### What the task requires
Copy out all the items below, swapping every "Pick out" for "Find" and changing nothing else. Leave the pictures out of your copy.

####

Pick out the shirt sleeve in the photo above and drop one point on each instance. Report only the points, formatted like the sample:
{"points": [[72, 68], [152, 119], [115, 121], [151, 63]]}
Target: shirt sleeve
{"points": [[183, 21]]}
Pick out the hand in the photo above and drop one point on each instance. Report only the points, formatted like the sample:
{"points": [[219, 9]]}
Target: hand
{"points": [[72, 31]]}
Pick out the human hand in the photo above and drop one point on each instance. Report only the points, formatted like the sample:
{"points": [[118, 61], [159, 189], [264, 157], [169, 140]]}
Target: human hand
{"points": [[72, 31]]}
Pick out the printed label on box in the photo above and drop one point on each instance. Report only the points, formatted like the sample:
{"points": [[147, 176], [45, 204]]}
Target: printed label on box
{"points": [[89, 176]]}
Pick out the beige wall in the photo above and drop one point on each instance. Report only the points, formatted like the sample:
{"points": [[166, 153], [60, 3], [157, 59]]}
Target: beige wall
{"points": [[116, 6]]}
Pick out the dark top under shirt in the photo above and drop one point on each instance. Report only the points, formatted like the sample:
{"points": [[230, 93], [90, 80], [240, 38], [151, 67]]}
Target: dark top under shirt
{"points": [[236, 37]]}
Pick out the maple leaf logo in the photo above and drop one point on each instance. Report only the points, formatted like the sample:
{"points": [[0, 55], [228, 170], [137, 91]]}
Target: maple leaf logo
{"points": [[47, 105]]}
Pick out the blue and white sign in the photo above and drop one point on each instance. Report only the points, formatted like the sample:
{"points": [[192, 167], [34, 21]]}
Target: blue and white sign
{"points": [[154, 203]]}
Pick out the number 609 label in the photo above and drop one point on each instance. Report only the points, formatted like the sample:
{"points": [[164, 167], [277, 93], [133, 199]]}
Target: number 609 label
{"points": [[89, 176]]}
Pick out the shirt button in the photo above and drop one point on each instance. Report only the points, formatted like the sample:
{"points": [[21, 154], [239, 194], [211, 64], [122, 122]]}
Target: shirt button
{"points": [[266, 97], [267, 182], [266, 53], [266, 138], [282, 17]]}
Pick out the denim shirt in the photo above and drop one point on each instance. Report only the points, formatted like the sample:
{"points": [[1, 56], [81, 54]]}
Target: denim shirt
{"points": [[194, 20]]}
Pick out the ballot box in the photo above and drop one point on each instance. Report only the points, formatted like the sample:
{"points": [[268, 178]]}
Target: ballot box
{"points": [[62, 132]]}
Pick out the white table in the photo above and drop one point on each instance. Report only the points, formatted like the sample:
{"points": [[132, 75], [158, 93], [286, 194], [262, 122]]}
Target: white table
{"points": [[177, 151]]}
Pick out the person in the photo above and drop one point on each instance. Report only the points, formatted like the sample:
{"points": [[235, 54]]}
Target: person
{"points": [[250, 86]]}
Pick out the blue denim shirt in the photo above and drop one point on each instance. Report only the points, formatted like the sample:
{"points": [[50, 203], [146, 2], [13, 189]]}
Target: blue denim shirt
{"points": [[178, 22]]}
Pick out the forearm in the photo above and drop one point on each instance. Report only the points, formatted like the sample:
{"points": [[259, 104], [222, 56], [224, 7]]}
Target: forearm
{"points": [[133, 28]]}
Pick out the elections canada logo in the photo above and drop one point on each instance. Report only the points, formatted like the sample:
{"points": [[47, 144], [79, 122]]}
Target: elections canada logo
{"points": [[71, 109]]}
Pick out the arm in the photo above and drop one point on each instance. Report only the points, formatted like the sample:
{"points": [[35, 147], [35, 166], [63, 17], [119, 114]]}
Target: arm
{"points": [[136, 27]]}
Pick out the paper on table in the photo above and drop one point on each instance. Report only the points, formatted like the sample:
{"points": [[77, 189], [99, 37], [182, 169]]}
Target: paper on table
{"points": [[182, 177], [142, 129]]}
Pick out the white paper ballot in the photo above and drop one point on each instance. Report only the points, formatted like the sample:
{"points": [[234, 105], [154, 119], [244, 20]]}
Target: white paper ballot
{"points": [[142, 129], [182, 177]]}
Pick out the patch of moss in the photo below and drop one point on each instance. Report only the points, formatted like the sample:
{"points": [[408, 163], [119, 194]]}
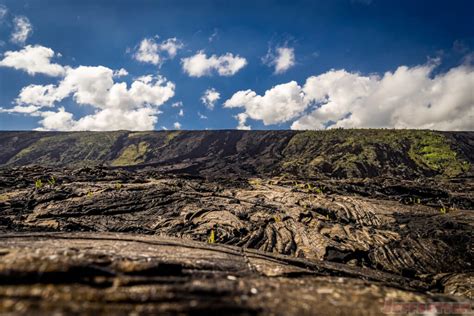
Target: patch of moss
{"points": [[433, 151], [132, 155], [171, 135], [79, 148], [359, 152]]}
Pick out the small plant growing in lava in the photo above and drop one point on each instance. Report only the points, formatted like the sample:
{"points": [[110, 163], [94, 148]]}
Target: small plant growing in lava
{"points": [[212, 236], [38, 184], [52, 181]]}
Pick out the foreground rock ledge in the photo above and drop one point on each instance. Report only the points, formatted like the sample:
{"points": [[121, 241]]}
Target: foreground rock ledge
{"points": [[105, 273]]}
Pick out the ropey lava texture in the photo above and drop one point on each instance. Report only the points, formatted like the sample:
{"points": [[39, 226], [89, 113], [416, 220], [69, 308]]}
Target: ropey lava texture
{"points": [[139, 236]]}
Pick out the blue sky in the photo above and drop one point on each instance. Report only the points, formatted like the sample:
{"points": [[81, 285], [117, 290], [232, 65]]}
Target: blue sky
{"points": [[346, 47]]}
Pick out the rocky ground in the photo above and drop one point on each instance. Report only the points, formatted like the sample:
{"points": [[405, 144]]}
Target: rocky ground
{"points": [[118, 240]]}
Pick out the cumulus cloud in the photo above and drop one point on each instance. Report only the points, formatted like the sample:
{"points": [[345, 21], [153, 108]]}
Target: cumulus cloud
{"points": [[210, 97], [3, 12], [103, 120], [33, 60], [22, 29], [95, 86], [200, 65], [283, 59], [409, 97], [242, 119], [149, 50], [279, 104], [120, 73], [117, 106]]}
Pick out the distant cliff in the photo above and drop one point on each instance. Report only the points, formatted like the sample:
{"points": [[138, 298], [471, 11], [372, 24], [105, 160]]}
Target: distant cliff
{"points": [[310, 154]]}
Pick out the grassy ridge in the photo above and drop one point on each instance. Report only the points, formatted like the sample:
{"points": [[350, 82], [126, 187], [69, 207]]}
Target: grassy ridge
{"points": [[334, 153]]}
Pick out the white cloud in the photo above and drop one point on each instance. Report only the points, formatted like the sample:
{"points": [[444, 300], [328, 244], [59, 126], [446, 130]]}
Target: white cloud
{"points": [[117, 105], [279, 104], [149, 50], [95, 86], [171, 46], [242, 119], [210, 97], [30, 109], [3, 12], [283, 60], [409, 97], [33, 60], [120, 73], [22, 29], [102, 120], [200, 65]]}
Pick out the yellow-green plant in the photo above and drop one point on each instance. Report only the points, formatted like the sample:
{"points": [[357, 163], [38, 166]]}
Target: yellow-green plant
{"points": [[38, 184], [212, 237]]}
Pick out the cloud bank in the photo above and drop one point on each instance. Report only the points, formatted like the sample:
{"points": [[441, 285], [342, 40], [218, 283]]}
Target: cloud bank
{"points": [[22, 29], [200, 65], [150, 51], [282, 59], [409, 97], [210, 97]]}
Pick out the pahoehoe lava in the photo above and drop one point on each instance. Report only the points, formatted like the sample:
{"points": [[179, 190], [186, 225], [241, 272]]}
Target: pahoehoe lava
{"points": [[333, 222]]}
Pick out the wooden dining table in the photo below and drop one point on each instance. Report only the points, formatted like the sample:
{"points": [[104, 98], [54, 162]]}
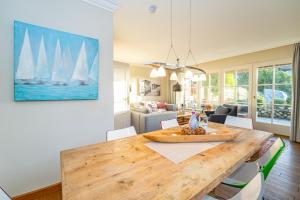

####

### Solved exercise
Find the shirt sleeve in the photo above and drop one point on each instance. Report only the points, formatted like the sample:
{"points": [[72, 68], [152, 119], [115, 121], [151, 63]]}
Target: shirt sleeve
{"points": [[183, 21]]}
Find the hand in the photo above and drop one point on each instance. Report only the points, formatted like the sample:
{"points": [[219, 9]]}
Target: hand
{"points": [[72, 31]]}
Find the human hand in the photo above and drop one point on each instance. Report only the points, formatted like the sample:
{"points": [[118, 61], [159, 189], [264, 157], [169, 140]]}
Target: human hand
{"points": [[72, 31]]}
Find the printed label on box in the photo above and drop one point on each instance. Report only the points, formatted like the sample:
{"points": [[147, 176], [45, 204]]}
Target: printed label on box
{"points": [[89, 176]]}
Find the beige wall in the photo above and drop one point on each instance. Report only the points, formatted like the sample:
{"points": [[166, 153], [60, 3], [157, 59]]}
Target: beige wall
{"points": [[116, 6]]}
Find the dark top under shirt in the photo above and drop one point on each instance. Report only the points, formatted like the sample:
{"points": [[230, 93], [90, 80], [240, 38], [151, 67]]}
Target: dark top under shirt
{"points": [[236, 37]]}
Find the maple leaf logo in the photo above and drop one point on each instance. Report only the points, formatted like the sample:
{"points": [[0, 55], [228, 170], [137, 91]]}
Target: maple leaf logo
{"points": [[47, 105]]}
Find the blue and white sign in the photo above and drop one point on each instance. Report only the points, formatted like the sample:
{"points": [[192, 167], [34, 21]]}
Target: blue and white sign
{"points": [[154, 203]]}
Find the number 609 label in the photo above and drop one point on each instance. Report only the points, formatted like the sample:
{"points": [[164, 167], [277, 93], [133, 199]]}
Target: number 609 label
{"points": [[89, 176]]}
Find the shirt button in the photo above and drop one point on each instance. Report only the points, formatted like the sample:
{"points": [[21, 154], [239, 194], [211, 64], [122, 122]]}
Target: shirt button
{"points": [[266, 97], [267, 182], [266, 53], [266, 138], [282, 17]]}
Find the denim shirt in the photo above and drop one point on each instance. Report only the points, formatted like the sample:
{"points": [[1, 56], [81, 54]]}
Target: denim shirt
{"points": [[194, 20]]}
Find the ballot box in the photo above and drop one point on each instance. Report only the points, formatted like the sample:
{"points": [[268, 178]]}
Target: ballot box
{"points": [[62, 132]]}
Find the white table in the photo above and drop one point on each instance. Report only the points, formatted like the sample:
{"points": [[132, 75], [158, 93], [286, 194], [262, 122]]}
Target: white table
{"points": [[177, 151]]}
Find the person in the photo above and drop one point on each instance. Report only the points, formatted like the sample:
{"points": [[235, 54]]}
Target: person
{"points": [[250, 86]]}
Find the blue denim shirt in the photo above and drop one point on each instance. Report only the points, formatted like the sample:
{"points": [[50, 203], [146, 2], [13, 189]]}
Target: blue denim shirt
{"points": [[178, 22]]}
Find the forearm in the photo above and drop one point on each instance. Report only the points, formatted like the sample:
{"points": [[259, 104], [222, 56], [224, 7]]}
Target: forearm
{"points": [[133, 28]]}
Find the elections canada logo in the photo above and drop one point on each instance. Report only the points, formatted like the sample:
{"points": [[47, 144], [79, 122]]}
Target: elections canada logo
{"points": [[71, 109]]}
Find the arm in the photo above and drop one point on each instance. Report only the points, formatted like the sample:
{"points": [[35, 147], [35, 166], [63, 17], [119, 114]]}
Target: arm
{"points": [[136, 27]]}
Find the paper on table in the photo above and drop one point on each instance. Report only the points, formatted like the sample:
{"points": [[77, 189], [99, 37], [182, 169]]}
Target: paper on table
{"points": [[182, 177], [142, 129]]}
Find the white paper ballot in the photo above and drop one point on each instance. Report only the points, formatted like the sample:
{"points": [[234, 105], [154, 119], [244, 20]]}
Target: white paper ballot
{"points": [[142, 129], [182, 177]]}
Find the patch of moss in the photo below and drop one point on each instance. Report only the points, formatted like the sample:
{"points": [[408, 163], [119, 194]]}
Target: patch of moss
{"points": [[433, 151], [132, 155], [171, 135], [79, 148], [359, 152]]}
Find the small plant growing in lava in the photo above and drop one point on each instance. Report only the points, formatted like the sample:
{"points": [[110, 163], [94, 148]]}
Target: small plant growing in lava
{"points": [[212, 236], [38, 184], [52, 181]]}
Find the foreground rock ledge in the photo above and drop one point on each instance. Report only the points, formatted like the sample:
{"points": [[121, 241]]}
Target: foreground rock ledge
{"points": [[105, 273]]}
Find the ropey lava texture in the photo above and drop one point on each instance. Report only the points, formatted like the sample:
{"points": [[39, 226], [89, 113], [416, 220], [69, 308]]}
Target: ropey lava texture
{"points": [[139, 236]]}
Find the blue sky in the photo above and drop one point on each instance. Report only the points, formatted like the sample:
{"points": [[81, 285], [117, 290], [232, 65]]}
Target: blue sky
{"points": [[346, 47]]}
Find the rocky ground in the photo above and drop one point on each instance. Report only the points, formatted like the sample:
{"points": [[405, 144]]}
Target: rocky ground
{"points": [[118, 240]]}
Find the cumulus cloud in the photo above and drop one point on each instance. Report only the points, formatted like the sample:
{"points": [[345, 21], [153, 108]]}
Target: cumulus cloud
{"points": [[210, 97], [3, 12], [103, 120], [33, 60], [22, 29], [95, 86], [200, 65], [283, 59], [409, 97], [242, 119], [149, 50], [279, 104], [120, 73], [117, 106]]}
Find the distant cliff in the photo above and drop one point on each instance. Report only the points, formatted like the sample:
{"points": [[138, 298], [471, 11], [372, 24], [105, 160]]}
Target: distant cliff
{"points": [[310, 154]]}
Find the grassy ridge in the photo above and drop one point on each instance. Report only the points, formatted like the sample:
{"points": [[350, 82], [126, 187], [69, 207]]}
Target: grassy ridge
{"points": [[334, 153]]}
Find the white cloud in the photo above and drop one point on each instance. Report only the points, formatted like the sample:
{"points": [[444, 300], [328, 244], [59, 126], [446, 130]]}
Target: white cloud
{"points": [[117, 105], [279, 104], [149, 50], [95, 86], [171, 46], [242, 119], [210, 97], [30, 109], [3, 12], [283, 60], [409, 97], [33, 60], [120, 73], [22, 29], [102, 120], [200, 65]]}
Find the yellow-green plant in the photo above and drop one point on each instance. Report only the points, formatted like the sample:
{"points": [[357, 163], [38, 166]]}
Target: yellow-green plant
{"points": [[38, 184], [212, 237]]}
Find the cloud bank in the photo above and drop one point on each instance. Report only the points, formatted like the sample:
{"points": [[441, 285], [342, 40], [218, 283]]}
Target: cloud bank
{"points": [[22, 29], [200, 65], [150, 51], [282, 59], [409, 97], [210, 97]]}
Find the pahoehoe lava in the photo above and drop one point on each instance. Report only the points, formatted like the sample:
{"points": [[179, 190], [186, 225], [241, 272]]}
Target: pahoehoe lava
{"points": [[333, 222]]}
Find the wooden dining table in the photo below and drop one point on each instance. Report only the points, formatted like the sample:
{"points": [[104, 98], [54, 162]]}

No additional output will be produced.